GIVEN INSTRUCTION: Rewrite every line of the items below as a JSON list of strings, one string per line. Omit blank lines and leave the pictures out.

EXTRACTED MATERIAL:

^^^^^^^^

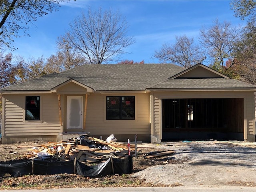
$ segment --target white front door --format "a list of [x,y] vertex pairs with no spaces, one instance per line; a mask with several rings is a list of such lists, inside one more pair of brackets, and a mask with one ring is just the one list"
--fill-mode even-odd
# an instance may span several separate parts
[[83,128],[83,96],[67,96],[67,129]]

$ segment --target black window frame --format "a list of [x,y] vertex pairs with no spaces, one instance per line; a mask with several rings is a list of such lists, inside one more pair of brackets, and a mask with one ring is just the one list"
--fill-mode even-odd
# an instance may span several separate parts
[[25,96],[25,121],[40,120],[40,96],[39,95]]
[[135,96],[107,96],[106,101],[106,120],[135,120]]

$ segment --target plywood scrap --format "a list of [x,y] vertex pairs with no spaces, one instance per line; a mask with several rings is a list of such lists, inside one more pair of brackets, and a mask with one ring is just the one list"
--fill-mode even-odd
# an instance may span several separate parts
[[80,151],[79,152],[79,153],[78,153],[78,154],[77,156],[77,157],[76,157],[76,159],[77,160],[79,160],[79,159],[81,157],[81,156],[82,156],[82,155],[83,154],[83,152],[84,152],[83,151]]
[[84,150],[87,151],[92,151],[91,149],[90,149],[90,147],[88,146],[84,146],[81,145],[77,145],[76,147],[74,147],[74,148],[77,150]]
[[159,157],[160,156],[170,155],[174,153],[175,152],[174,151],[166,151],[163,152],[156,153],[156,154],[147,155],[146,156],[145,156],[145,157],[147,158],[154,158],[155,157]]

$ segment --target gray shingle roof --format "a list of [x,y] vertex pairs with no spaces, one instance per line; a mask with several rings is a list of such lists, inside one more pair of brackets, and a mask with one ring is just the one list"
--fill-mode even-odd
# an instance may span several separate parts
[[143,90],[149,88],[255,88],[252,85],[230,79],[167,80],[185,69],[172,64],[85,65],[17,84],[2,91],[50,90],[70,79],[96,91]]

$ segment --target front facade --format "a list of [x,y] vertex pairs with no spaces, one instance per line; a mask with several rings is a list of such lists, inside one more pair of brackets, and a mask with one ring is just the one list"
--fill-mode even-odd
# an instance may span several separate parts
[[255,86],[202,64],[87,65],[3,89],[2,142],[255,141]]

^^^^^^^^

RESPONSE TO THE EXERCISE:
[
  "$ segment --target white front door --format \"a list of [x,y] vertex pairs with no spaces, one instance per line; a mask with several rings is a list of such lists, inside one more pair of brackets, and a mask with one ring is just the one list\"",
  "--fill-mode even-odd",
  "# an instance may span several separate parts",
  "[[83,128],[83,96],[67,96],[67,129]]",
  "$ segment --target black window frame --format \"a list of [x,y] vertex pairs with no spaces, one instance per line; a mask with several rings is a list of such lists, inside one more pair of brackets, and a mask with one ring is just the one list\"",
  "--fill-mode even-odd",
  "# an instance may span several separate parts",
  "[[25,96],[25,121],[40,120],[40,96],[39,95]]",
  "[[135,96],[107,96],[106,101],[106,120],[135,120]]",
  "$ segment --target plywood scrap --format \"a list of [x,y] vertex pairs with no spaces, one instance per line; a mask with several rings is a list of such lists, inside one more pair of brackets, and a mask with one ring is just the one list\"",
  "--fill-mode even-odd",
  "# an instance may span several separate parts",
  "[[80,151],[79,152],[79,153],[78,153],[78,154],[77,156],[77,157],[76,157],[76,159],[77,160],[79,160],[79,159],[81,157],[81,156],[82,156],[82,155],[83,154],[83,152],[84,152],[83,151]]",
  "[[84,150],[87,151],[92,151],[91,149],[90,149],[90,147],[88,146],[84,146],[81,145],[77,145],[76,147],[74,147],[74,148],[77,150]]",
  "[[159,157],[160,156],[170,155],[174,153],[175,152],[174,151],[166,151],[163,152],[156,153],[156,154],[147,155],[146,156],[145,156],[145,157],[147,158],[154,158],[155,157]]",
  "$ segment --target gray shingle roof --format \"a list of [x,y] vertex pairs with no spaces, one instance per line; a mask with several rings is a list of such lists, inside one more pair of brackets, and a mask with one ring is just the one list\"",
  "--fill-mode even-odd",
  "# an instance may span several separate parts",
  "[[143,90],[149,88],[255,88],[252,85],[230,79],[167,80],[185,69],[172,64],[85,65],[17,84],[2,91],[50,90],[70,79],[96,91]]",
  "$ segment --target front facade --format \"a list of [x,y] vertex pairs with no spaces, one instance per line; a mask with several rings is a list of such lists, inside one more pair of brackets, and a mask with one ring is just the one list\"",
  "--fill-mode even-odd",
  "# an instance may span several separate parts",
  "[[255,86],[202,64],[87,65],[3,89],[2,142],[255,141]]"
]